Philippines: Pilipinos for Community Health

Jasmine Santos

Jasmine Santos moved to the US with her family when she was 10 years old. From a small town in the Philippines, she is now an incoming fourth year studyingBioengineering. Though no longer living in the Philippines, her time and experiences there continuously push her to give back to her motherland. Specifically, Santos reflects on the stark economic, social and political disparities in her former country. Streets were often full of homeless children selling random trinkets to get by or even begging for loose change and spare bills from passersby. Feeling fortunate in her own family’s ability to immigrate to the United States for a better life, Santos sees it as her own moral obligation to give back to those less fortunate, especially those in the Philippines. This summer, she continued her three years of service with UCLA’s Pilipinos for Community Health (PCH) as the Medical Outreach Director.



Pilipinos for Community Health is a service project under UCLA’s Community Service Commission that aims to educate and provide health services to underserved communities of Greater Los Angeles. Their programs range from mentorship advising and pre-health panels for students to health fairs, free blood pressure screenings and free body mass index measurements for individuals in the community.



The initiative that Santos was involved in this summer is the Medical Outreach Project (MO), which sends UCLA student volunteers on medical missions to the Philippines. As the Director for the 2017-2018 term, Santos spent her year coordinating trip logistics with the University of Philippines Manila as well as planning and executing PCH’s annual Medical Outreach Banquet to raise donations and medical supplies for their summer mission. She describes how many of those they serve through the Medical Outreach Project lack sufficient health insurance as well as access and transportation to medical services. Santos is incredibly passionate about the work they do and feels immense pride at playing even a small role in serving these communities.

 

While on her medical mission, Santos along with other volunteers would assist the doctors, dentists, and nurses in charge to help ensure quality medical care. For five days, they would wake up at 6 am to get ready and head for the local hospital where they would then assist medical professionals for the rest of the day. Their duties ranged from helping patients obtain the correct medication to helping doctors clean and set up their stations. As the MO Director, Santos also had to monitor her own volunteers. She would not only ensure everyone was on task but also monitor their own well-being. For example, due to the heat and humidity, she would check that her volunteers were keeping their energy up by eating and hydrating properly.

 

Despite having learned many skills during her time in the Philippines, Santos also struggled with feeling inadequate and useless at times. The PCH volunteers sometimes felt more like a hindrance than a source of support. However, the medical professionals all around them constantly showed encouragement through their willingness to teach and explain their actions to the volunteers. By the end of the trip, the volunteers’ readiness to learn and help was met by approval and support from both hospital and community leaders. Ultimately, Santos expresses her appreciation for the relationships she formed with others. She finds the memorable conversations with patients during recovery and with doctors and nurses during lunch breaks the most impactful. She not only gained valuable insights but also built a lasting bond of unity between two communities across the globe.



Overall, this experience taught her about how rewarding it can be to serve as a doctor, nurse, or dentist. Having long considered applying to medical school, her MO trip this summer secured her determination to follow the route to becoming a doctor. Additionally, it has inspired her to pursue this career in the Philippines rather than the United States so she can continue to follow her passion of giving back to this community. Her next goal is to finish out her senior year and get accepted into University of Philippines Manila’s medical school.
────────────────────
=== Problems to work on ===
1 - Please rewrite the profile of Jasmine Santos from "Overall, this experience" to "Manila’s medical school.", swapping "senior year" for "final year".
2 - Using the profile of Jasmine Santos, answer these:
(a) How old was Santos when she moved to the US?
(b) With which university did she coordinate trip logistics?
(c) For how many days did the volunteers assist at the local hospital?

[Point localization data]
────────────────────
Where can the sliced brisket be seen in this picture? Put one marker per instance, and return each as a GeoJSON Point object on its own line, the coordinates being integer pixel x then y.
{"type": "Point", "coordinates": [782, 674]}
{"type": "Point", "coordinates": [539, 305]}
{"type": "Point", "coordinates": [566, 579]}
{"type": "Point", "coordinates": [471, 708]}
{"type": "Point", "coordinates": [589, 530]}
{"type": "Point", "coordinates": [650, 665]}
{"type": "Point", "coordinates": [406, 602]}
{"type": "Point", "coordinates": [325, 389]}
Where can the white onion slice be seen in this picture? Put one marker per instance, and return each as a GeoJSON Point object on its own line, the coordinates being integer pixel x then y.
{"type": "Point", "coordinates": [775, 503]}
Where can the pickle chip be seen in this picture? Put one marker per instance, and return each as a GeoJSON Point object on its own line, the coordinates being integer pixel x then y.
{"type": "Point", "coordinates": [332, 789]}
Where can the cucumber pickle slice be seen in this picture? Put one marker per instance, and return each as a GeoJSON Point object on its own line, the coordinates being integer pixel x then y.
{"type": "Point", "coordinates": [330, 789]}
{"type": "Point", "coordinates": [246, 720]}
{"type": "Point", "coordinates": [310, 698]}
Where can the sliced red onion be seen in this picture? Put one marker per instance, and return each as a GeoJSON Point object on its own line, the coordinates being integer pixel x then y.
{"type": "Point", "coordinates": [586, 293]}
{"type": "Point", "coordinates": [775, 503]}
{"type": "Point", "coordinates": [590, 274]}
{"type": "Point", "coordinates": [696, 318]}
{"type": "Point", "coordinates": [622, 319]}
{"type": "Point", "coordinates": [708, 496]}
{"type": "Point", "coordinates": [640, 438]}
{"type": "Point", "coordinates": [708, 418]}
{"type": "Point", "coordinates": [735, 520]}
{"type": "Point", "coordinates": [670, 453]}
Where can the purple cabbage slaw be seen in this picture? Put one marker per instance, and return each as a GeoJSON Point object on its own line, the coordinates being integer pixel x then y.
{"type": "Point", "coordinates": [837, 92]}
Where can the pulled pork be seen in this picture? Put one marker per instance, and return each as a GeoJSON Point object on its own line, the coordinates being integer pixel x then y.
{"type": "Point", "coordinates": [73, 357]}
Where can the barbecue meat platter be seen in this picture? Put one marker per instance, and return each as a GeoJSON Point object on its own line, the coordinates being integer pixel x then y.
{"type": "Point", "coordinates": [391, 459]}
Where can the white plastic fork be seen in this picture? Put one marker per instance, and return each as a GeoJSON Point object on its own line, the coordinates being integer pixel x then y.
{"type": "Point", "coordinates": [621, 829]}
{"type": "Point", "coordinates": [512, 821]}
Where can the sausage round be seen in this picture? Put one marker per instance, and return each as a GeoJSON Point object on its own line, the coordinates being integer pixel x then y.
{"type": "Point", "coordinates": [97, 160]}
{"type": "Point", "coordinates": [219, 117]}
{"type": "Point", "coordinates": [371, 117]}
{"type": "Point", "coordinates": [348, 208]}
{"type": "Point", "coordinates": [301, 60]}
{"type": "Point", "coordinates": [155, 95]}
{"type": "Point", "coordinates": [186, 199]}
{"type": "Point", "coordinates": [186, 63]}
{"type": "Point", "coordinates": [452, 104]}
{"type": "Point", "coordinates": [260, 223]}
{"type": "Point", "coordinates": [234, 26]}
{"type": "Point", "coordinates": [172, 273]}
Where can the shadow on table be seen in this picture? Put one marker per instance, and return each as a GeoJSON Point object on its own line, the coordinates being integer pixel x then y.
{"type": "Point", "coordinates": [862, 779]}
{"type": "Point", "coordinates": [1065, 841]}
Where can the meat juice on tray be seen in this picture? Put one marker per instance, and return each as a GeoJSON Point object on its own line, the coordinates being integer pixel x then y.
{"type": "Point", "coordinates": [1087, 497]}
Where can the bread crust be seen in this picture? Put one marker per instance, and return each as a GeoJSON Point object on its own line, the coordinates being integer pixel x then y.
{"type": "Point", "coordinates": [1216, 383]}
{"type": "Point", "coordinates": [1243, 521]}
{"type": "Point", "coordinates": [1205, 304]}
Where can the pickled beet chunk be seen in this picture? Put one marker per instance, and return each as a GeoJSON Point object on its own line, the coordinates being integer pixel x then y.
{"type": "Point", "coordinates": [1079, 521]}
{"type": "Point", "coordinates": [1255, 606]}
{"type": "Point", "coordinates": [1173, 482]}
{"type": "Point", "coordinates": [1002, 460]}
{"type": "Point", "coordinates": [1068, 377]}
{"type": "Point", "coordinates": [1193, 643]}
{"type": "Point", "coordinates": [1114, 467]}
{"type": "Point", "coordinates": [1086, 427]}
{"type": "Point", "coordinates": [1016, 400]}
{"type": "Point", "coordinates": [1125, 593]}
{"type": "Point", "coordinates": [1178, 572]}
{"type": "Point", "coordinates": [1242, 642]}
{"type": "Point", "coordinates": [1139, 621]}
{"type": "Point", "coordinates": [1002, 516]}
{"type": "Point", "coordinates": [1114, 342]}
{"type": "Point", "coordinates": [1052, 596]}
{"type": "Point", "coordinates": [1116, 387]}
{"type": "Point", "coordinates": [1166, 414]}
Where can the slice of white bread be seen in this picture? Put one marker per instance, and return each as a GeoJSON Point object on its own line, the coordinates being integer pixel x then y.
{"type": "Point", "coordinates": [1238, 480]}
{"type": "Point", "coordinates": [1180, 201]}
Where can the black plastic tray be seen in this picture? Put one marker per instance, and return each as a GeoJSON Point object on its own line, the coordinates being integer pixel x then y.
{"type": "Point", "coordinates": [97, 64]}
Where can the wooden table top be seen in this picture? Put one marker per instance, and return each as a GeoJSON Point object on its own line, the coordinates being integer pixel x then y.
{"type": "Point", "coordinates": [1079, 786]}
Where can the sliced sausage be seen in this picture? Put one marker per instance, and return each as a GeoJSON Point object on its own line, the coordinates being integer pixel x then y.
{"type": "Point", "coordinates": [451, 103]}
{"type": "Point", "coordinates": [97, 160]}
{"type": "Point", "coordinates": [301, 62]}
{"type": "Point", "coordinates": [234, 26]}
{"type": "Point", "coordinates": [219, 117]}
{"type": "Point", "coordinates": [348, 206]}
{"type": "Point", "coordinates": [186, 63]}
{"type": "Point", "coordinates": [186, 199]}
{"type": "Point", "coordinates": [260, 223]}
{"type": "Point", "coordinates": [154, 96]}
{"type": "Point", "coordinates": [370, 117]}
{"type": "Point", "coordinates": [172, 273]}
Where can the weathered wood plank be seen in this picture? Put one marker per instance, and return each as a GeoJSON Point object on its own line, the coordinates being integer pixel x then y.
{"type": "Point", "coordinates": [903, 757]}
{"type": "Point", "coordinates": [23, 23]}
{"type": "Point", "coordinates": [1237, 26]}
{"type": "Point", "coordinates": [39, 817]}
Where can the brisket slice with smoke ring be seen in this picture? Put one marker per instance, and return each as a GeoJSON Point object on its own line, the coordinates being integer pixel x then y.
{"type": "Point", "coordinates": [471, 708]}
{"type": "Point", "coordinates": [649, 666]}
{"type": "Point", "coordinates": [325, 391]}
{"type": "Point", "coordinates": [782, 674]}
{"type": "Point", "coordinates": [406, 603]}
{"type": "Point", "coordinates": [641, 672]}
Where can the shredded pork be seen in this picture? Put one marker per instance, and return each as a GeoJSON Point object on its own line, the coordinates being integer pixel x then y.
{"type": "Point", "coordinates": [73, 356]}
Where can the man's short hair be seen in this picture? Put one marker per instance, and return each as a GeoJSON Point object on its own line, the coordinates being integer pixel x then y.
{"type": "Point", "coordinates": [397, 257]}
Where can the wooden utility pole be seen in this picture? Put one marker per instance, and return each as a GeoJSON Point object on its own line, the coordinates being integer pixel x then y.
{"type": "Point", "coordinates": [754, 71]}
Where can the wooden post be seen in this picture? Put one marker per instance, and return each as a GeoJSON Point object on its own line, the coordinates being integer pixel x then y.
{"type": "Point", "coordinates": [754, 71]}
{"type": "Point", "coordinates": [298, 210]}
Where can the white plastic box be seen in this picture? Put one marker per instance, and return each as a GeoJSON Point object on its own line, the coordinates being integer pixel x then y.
────────────────────
=== Task-by-task results ===
1 -
Overall, this experience taught her about how rewarding it can be to serve as a doctor, nurse, or dentist. Having long considered applying to medical school, her MO trip this summer secured her determination to follow the route to becoming a doctor. Additionally, it has inspired her to pursue this career in the Philippines rather than the United States so she can continue to follow her passion of giving back to this community. Her next goal is to finish out her final year and get accepted into University of Philippines Manila’s medical school.

2 -
(a) 10 years old
(b) The University of Philippines Manila
(c) Five days